Rijksoverheid
Toespraak nieuwjaarsreceptie & jubilea Genootschap Onze Taal/Nederlandse
Taalunie
Toespraak | 26-01-2011
De nieuwjaarsreceptie van het Genootschap Onze Taal en de Nederlandse
Taalunie stond in het teken van hun 80- respectievelijk 30-jarig
jubileum. Tijdens deze feestelijke bijeenkomst kreeg taalwetenschapper
en -publicist Nicoline van der Sijs een Koninklijke Onderscheiding
uitgereikt door staatssecretaris Halbe Zijlstra.

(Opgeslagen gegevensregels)

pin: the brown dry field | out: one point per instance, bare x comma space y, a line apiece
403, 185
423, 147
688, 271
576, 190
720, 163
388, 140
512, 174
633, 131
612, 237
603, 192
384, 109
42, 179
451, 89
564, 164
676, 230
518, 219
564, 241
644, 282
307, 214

--

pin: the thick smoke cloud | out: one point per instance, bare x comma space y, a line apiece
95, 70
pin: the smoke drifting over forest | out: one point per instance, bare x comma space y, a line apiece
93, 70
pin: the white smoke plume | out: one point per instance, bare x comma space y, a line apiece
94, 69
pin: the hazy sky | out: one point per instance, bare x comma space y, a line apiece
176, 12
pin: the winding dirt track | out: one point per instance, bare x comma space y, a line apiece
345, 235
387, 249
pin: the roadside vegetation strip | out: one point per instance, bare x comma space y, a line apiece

---

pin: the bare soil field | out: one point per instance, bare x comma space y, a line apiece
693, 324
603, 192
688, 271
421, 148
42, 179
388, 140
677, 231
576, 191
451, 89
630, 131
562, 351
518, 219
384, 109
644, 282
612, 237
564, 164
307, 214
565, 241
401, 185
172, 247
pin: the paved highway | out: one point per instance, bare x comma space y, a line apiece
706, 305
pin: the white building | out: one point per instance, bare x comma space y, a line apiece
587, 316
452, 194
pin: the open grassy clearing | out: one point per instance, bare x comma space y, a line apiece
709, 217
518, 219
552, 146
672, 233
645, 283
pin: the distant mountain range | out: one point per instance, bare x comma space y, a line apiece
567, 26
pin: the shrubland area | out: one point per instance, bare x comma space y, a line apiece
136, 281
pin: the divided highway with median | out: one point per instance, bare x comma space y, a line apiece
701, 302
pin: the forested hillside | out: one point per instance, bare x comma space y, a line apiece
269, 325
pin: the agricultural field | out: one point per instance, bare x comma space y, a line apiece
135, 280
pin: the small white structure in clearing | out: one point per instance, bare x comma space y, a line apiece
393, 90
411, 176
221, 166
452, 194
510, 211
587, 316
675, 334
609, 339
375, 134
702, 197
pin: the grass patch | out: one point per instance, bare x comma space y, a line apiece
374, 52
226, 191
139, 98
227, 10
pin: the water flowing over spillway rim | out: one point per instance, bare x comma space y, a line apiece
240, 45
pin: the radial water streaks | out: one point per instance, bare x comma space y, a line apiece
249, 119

Opgaven -
1. Vat de tekst over de nieuwjaarsreceptie samen in precies twee zinnen.
2. Beantwoord aan de hand van de tekst over de nieuwjaarsreceptie de volgende vragen:
(a) Welke datum staat bij de toespraak vermeld?
(b) Welk jubileum vierde de Nederlandse Taalunie?
(c) Wie reikte de Koninklijke Onderscheiding uit?

Uitwerkingen -
1. De nieuwjaarsreceptie van het Genootschap Onze Taal en de Nederlandse Taalunie stond in het teken van hun 80- respectievelijk 30-jarig jubileum. Tijdens die bijeenkomst reikte staatssecretaris Halbe Zijlstra een Koninklijke Onderscheiding uit aan taalwetenschapper en -publicist Nicoline van der Sijs.

2.
(a) 26-01-2011
(b) Haar 30-jarig jubileum
(c) Staatssecretaris Halbe Zijlstra